EXERCISE DIRECTIONS — Arrange the lines of the records below as a numbered list, from the line holding "Where can the woman in" through the line holding "x=110, y=20", with both of those lines included. Skip blank lines and omit the pictures.

ROWS —
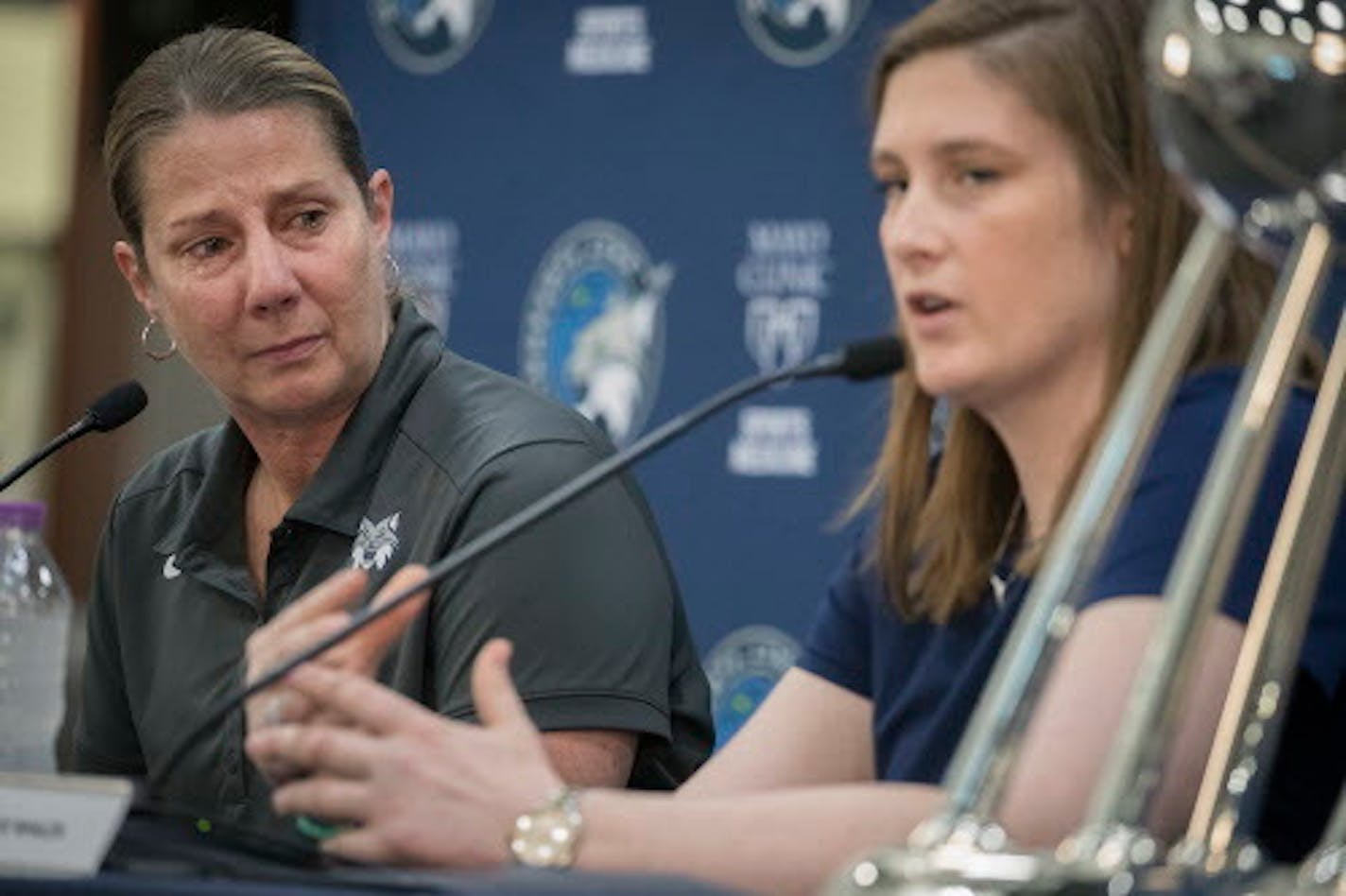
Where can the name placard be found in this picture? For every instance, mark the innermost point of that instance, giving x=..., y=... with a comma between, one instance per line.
x=58, y=825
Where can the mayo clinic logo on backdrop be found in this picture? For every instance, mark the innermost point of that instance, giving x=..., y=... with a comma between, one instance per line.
x=801, y=32
x=427, y=263
x=783, y=279
x=610, y=41
x=427, y=37
x=593, y=326
x=743, y=669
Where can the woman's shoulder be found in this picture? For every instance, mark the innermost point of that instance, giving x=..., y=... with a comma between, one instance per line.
x=187, y=457
x=467, y=415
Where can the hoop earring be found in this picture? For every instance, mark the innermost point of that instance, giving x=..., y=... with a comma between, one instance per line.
x=156, y=354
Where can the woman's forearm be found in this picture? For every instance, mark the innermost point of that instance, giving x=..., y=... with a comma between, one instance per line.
x=778, y=842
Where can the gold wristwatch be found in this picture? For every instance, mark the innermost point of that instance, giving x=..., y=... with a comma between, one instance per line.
x=549, y=837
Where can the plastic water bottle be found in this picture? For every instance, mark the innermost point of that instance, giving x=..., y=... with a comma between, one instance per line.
x=34, y=623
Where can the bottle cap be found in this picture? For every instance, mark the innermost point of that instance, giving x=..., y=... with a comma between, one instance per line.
x=22, y=514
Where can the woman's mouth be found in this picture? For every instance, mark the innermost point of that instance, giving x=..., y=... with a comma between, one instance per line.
x=291, y=350
x=927, y=304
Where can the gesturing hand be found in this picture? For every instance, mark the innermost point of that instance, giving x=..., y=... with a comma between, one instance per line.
x=421, y=788
x=317, y=615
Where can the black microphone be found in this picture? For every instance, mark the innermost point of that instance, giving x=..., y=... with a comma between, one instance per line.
x=113, y=408
x=859, y=361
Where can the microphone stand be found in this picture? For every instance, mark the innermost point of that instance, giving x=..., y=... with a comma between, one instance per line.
x=76, y=429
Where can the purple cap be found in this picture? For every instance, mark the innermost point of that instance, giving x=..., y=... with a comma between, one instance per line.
x=23, y=514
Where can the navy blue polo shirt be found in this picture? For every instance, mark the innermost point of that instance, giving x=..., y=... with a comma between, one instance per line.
x=925, y=679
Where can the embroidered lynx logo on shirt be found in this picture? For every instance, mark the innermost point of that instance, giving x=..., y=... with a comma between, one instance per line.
x=376, y=543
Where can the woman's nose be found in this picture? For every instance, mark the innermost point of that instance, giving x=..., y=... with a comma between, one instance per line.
x=272, y=283
x=910, y=229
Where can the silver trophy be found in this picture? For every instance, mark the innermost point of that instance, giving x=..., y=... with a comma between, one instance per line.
x=1250, y=101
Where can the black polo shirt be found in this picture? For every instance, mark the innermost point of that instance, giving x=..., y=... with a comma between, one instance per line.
x=438, y=451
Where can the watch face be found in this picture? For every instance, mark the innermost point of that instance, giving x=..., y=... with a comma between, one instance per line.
x=546, y=837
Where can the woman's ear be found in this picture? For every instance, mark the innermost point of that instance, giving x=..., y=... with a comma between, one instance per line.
x=1123, y=226
x=128, y=263
x=381, y=205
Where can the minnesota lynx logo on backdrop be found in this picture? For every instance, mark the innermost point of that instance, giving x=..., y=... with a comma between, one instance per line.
x=801, y=32
x=427, y=37
x=743, y=669
x=593, y=326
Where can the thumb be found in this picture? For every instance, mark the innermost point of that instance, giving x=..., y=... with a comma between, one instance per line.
x=492, y=689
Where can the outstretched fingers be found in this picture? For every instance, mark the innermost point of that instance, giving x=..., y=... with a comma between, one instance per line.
x=323, y=750
x=497, y=699
x=365, y=702
x=367, y=647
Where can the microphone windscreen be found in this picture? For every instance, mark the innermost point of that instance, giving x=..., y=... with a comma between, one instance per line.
x=117, y=405
x=871, y=358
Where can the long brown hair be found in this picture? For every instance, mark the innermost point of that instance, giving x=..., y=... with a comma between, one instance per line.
x=1077, y=63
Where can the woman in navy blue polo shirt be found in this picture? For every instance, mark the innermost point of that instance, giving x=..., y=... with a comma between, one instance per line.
x=1028, y=229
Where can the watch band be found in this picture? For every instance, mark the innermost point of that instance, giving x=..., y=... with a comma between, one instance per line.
x=548, y=837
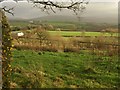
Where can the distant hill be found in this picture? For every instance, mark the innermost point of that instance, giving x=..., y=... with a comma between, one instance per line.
x=57, y=18
x=110, y=20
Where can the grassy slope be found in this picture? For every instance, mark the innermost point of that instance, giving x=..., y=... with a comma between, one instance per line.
x=75, y=33
x=66, y=69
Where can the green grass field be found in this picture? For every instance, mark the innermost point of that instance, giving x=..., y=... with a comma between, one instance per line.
x=69, y=70
x=75, y=33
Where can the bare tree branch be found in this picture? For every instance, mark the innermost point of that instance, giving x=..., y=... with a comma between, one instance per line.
x=10, y=10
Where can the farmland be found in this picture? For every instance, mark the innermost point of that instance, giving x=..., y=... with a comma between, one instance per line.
x=73, y=70
x=45, y=58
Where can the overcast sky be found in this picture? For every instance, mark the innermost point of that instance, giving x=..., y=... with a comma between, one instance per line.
x=96, y=8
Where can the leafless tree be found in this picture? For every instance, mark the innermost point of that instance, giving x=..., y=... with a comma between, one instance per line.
x=45, y=5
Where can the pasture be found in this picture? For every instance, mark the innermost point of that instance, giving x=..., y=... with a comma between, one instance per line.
x=65, y=59
x=63, y=70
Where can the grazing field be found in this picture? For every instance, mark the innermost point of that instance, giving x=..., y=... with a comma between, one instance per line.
x=76, y=33
x=53, y=58
x=70, y=70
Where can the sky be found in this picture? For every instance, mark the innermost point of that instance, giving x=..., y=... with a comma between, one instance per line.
x=105, y=9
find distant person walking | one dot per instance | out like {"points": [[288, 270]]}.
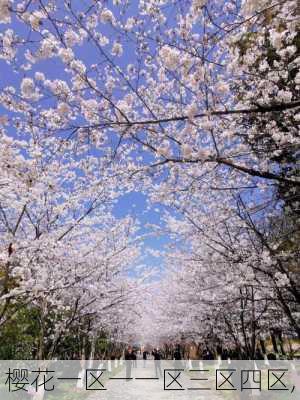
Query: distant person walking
{"points": [[134, 359], [177, 358], [145, 356], [128, 360], [157, 363]]}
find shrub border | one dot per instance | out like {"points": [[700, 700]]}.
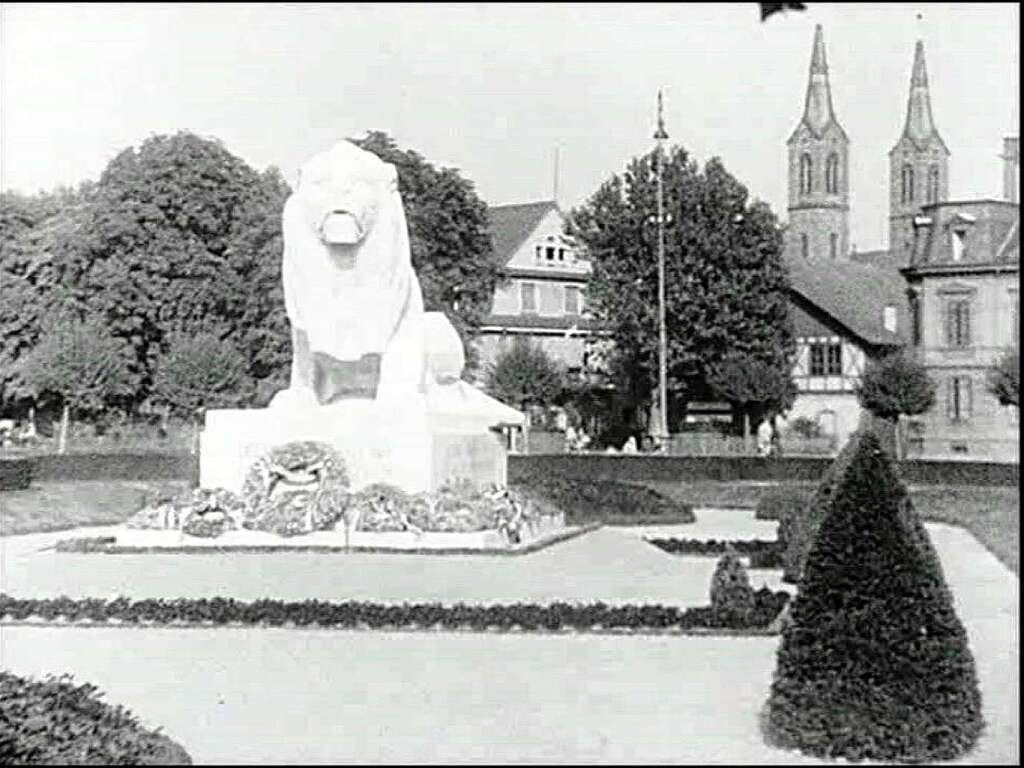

WRITTEN RESPONSE —
1. Where can the woman in navy blue polo shirt be found in this picture? For every instance, mark the innermost point of that instance, giving x=..., y=... with a comma between, one instance per line.
2. x=1028, y=229
3. Where can the watch band be found in this picture? For every instance, mark the innermost point of that instance, giving x=..., y=... with a comma between, one instance per line.
4. x=548, y=837
5. Where can the distant hill be found in this picture? For every instance, mark the innermost point of that instance, giving x=..., y=... with a comma between, one instance per line.
6. x=57, y=18
7. x=110, y=20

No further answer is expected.